▸ **RECORDS FOR THE EXERCISE**

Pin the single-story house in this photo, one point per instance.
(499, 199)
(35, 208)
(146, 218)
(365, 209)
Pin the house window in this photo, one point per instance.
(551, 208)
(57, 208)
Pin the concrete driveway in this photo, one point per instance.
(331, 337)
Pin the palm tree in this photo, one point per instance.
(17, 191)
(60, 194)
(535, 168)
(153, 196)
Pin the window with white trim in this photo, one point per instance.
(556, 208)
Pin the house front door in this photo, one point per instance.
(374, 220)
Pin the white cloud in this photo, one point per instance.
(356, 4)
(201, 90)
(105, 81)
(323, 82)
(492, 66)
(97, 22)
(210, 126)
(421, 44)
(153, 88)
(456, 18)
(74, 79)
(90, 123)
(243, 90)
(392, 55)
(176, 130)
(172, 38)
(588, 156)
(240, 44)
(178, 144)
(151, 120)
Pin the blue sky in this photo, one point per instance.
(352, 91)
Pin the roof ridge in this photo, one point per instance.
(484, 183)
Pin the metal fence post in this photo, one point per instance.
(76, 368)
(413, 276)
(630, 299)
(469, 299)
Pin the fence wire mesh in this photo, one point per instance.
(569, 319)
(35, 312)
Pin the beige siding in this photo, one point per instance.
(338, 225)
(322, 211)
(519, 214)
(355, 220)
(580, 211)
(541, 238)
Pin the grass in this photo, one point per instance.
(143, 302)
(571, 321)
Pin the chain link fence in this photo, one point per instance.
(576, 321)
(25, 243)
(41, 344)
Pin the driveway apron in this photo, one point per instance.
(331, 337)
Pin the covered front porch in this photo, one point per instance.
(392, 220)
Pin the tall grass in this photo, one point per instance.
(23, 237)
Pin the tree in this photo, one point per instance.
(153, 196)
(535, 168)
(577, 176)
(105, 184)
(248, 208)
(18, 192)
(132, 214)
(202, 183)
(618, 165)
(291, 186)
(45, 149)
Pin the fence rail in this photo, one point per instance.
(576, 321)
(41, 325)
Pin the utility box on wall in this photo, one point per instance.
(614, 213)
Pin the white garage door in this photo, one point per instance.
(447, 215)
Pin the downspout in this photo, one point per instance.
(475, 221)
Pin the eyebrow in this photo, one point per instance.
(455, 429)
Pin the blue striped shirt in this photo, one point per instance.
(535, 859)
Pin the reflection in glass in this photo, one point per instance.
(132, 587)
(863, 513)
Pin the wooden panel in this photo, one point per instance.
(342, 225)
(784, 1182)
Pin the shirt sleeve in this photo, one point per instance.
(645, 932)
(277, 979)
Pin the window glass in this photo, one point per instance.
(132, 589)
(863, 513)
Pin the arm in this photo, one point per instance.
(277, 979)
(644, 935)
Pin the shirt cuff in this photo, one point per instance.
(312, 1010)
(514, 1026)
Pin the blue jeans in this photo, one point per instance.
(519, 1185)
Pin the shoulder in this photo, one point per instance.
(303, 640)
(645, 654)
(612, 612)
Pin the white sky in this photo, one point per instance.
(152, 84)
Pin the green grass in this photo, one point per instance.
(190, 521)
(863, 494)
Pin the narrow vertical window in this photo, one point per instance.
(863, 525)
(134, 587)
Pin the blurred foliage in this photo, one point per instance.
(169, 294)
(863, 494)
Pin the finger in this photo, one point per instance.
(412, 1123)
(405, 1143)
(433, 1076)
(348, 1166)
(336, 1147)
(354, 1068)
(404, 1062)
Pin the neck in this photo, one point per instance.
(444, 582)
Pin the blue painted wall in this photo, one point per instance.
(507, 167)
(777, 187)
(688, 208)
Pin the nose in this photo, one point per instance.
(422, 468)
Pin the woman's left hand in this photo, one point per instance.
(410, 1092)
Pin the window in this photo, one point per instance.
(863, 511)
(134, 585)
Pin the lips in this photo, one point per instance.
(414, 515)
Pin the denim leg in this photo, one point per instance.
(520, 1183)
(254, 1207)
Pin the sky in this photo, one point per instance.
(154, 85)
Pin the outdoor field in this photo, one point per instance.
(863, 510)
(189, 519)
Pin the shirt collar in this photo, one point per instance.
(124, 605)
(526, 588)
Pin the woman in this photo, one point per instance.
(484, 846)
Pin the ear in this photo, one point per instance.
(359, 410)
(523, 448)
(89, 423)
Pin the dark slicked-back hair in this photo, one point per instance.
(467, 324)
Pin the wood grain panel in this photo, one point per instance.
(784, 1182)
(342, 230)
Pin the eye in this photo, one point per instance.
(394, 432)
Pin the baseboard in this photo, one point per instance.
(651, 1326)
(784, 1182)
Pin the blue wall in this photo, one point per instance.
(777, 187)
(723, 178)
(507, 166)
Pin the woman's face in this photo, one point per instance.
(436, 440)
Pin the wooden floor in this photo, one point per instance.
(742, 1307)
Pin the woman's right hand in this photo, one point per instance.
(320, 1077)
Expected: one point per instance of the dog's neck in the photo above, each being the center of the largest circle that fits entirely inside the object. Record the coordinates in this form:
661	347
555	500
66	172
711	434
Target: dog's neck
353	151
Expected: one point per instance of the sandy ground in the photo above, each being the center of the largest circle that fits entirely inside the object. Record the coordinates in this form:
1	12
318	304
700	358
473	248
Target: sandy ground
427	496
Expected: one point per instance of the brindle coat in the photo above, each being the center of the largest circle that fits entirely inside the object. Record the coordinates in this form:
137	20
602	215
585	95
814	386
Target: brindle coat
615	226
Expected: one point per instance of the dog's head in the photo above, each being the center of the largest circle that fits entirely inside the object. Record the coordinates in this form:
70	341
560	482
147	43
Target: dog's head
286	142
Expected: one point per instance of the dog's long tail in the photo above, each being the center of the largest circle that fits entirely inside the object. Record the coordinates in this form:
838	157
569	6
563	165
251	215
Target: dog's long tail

▸ **REQUIREMENT**
The full listing needs to be output again, exactly as it reads.

▸ **RESULT OF THE EXERCISE**
Pin the single-story house in this photo, one point per instance.
(499, 199)
(35, 208)
(146, 218)
(365, 209)
Pin the house window in this photo, one point per instance.
(551, 208)
(57, 208)
Pin the concrete driveway in this photo, one point per instance.
(331, 337)
Pin the palm tree in this photo, one point per instance.
(17, 191)
(60, 194)
(535, 168)
(153, 196)
Pin the window with white trim in this photo, one point per instance.
(556, 208)
Pin the house front door in this photo, one point per instance.
(374, 220)
Pin the white cloud in this photo, one point per instance.
(356, 4)
(201, 90)
(105, 81)
(323, 82)
(492, 66)
(97, 22)
(210, 126)
(421, 44)
(153, 88)
(456, 18)
(74, 79)
(90, 123)
(243, 90)
(392, 55)
(176, 130)
(172, 38)
(588, 156)
(240, 44)
(178, 144)
(151, 120)
Pin the blue sky in this photo, one point per instance.
(352, 91)
Pin the roof ridge in this photo, one point per instance.
(484, 183)
Pin the metal fence post in this photo, one point per instance.
(76, 368)
(413, 276)
(630, 299)
(469, 299)
Pin the fence wire mesh in this photo, one point per instance.
(569, 319)
(35, 312)
Pin the beige siding in this photo, one point per instance.
(338, 225)
(322, 211)
(519, 214)
(355, 220)
(580, 211)
(541, 238)
Pin the grass in this photo, one point per instance.
(143, 302)
(571, 321)
Pin the chain link fence in this photo, one point per instance.
(576, 321)
(25, 243)
(41, 344)
Pin the driveway apron in this photo, one point per instance.
(331, 337)
Pin the covered front porch in this photo, one point per instance.
(392, 220)
Pin the tall grass in this photo, one point per instance.
(23, 237)
Pin the tree in this photo, one point per instance.
(153, 196)
(535, 168)
(577, 176)
(105, 184)
(248, 208)
(18, 192)
(132, 214)
(202, 183)
(618, 165)
(291, 186)
(45, 149)
Pin the fence rail in this photo, one point per instance.
(576, 321)
(41, 325)
Pin the utility box on wall in this photo, one point per instance.
(614, 213)
Pin the white garage door in this photo, one point per instance.
(447, 215)
Pin the downspout in this photo, one point per instance.
(475, 221)
Pin the eyebrow in this photo, one point per instance.
(455, 429)
Pin the blue striped shirt in this photo, one point per instance.
(535, 859)
Pin the reflection in glass in this photo, one point per instance.
(132, 587)
(863, 513)
Pin the wooden panel in this photo, one point per instance.
(342, 225)
(784, 1182)
Pin the shirt sleeve in this photo, one point per instance.
(645, 932)
(277, 979)
Pin the window glass in this photo, one point per instance.
(132, 589)
(863, 513)
Pin the arm in this photo, one point per instance.
(277, 979)
(644, 935)
Pin the shirt cuff in this photo, one point per instance.
(312, 1010)
(514, 1026)
Pin the blue jeans in this photo, one point per instance.
(519, 1185)
Pin the shoulder in this photo, one point per instance.
(303, 640)
(645, 654)
(612, 612)
Pin the white sky in this photo, one point per instance.
(152, 84)
Pin the green grass in this photo, one point per instance.
(190, 521)
(863, 494)
Pin the narrow vertical window in this photo, one point per instance.
(863, 525)
(134, 587)
Pin the blurred foliage in this photo, one point per instance.
(169, 294)
(863, 494)
Pin the finger in this photo, one point per instance.
(412, 1123)
(405, 1143)
(433, 1076)
(348, 1166)
(336, 1147)
(354, 1068)
(404, 1062)
Pin the neck in this photo, one point per instance.
(444, 582)
Pin the blue painted wall in this photo, one point per instance.
(507, 167)
(777, 187)
(688, 208)
Pin the nose in this photo, one point per instance.
(422, 468)
Pin the woman's left hand in this photo, one point per instance.
(410, 1092)
Pin the window in this photo, one point per instance.
(863, 511)
(134, 585)
Pin the lips in this photo, one point per instance.
(414, 515)
Pin the denim leg in this photo, one point per instance.
(520, 1183)
(254, 1207)
Pin the sky in this photo, one point per instance.
(154, 85)
Pin the outdoor field in this photo, one point per instance.
(863, 510)
(189, 519)
Pin the shirt collar in this photo, one point per instance.
(124, 605)
(526, 588)
Pin the woman in this photo, one point per instance.
(484, 846)
Pin the ear in this photo, one point per instance.
(359, 410)
(523, 448)
(89, 423)
Pin the dark slicked-back hair in this photo, one point per instance.
(467, 324)
Pin the wood grain panel in this photo, one point per instance.
(784, 1182)
(342, 230)
Pin the eye in this photo, one point per instance.
(394, 432)
Pin the baseboard in this photo, one point per instance.
(651, 1326)
(784, 1182)
Pin the blue wall in this photo, one point per instance.
(777, 187)
(723, 178)
(507, 166)
Pin the woman's face in this photo, one point per instance.
(436, 440)
Pin the wooden floor in this photo, one point per instance.
(742, 1307)
Pin the woman's right hand in this photo, one point per instance.
(320, 1077)
Expected: one point per instance of the dog's neck in the photo above, each being the center of the largest circle that fits entirely inside the object. Record the coordinates in this form:
661	347
555	500
66	172
711	434
Target: dog's neck
353	151
Expected: one point per instance of the sandy ground in the photo above, each being the center of the largest circle that fits entirely inside the object. Record the coordinates in this form:
1	12
318	304
700	358
473	248
Target: sandy ground
427	496
Expected: one point per instance of the brindle coat in the photo above, each being the center of the largest circle that fits entirely inside the object. Record the coordinates in this form:
137	20
602	215
585	95
814	386
Target: brindle coat
615	226
Expected: one point per instance of the dog's head in the photo above, each being the center of the largest circle that fits entirely inside the object. Record the coordinates in this form:
70	341
560	482
147	43
Target: dog's head
286	142
Expected: one point per instance of the dog's long tail in the photo above, each being the center of the largest circle that fits entirely inside the object. Record the coordinates in this form:
838	157
569	6
563	165
251	215
Target: dog's long tail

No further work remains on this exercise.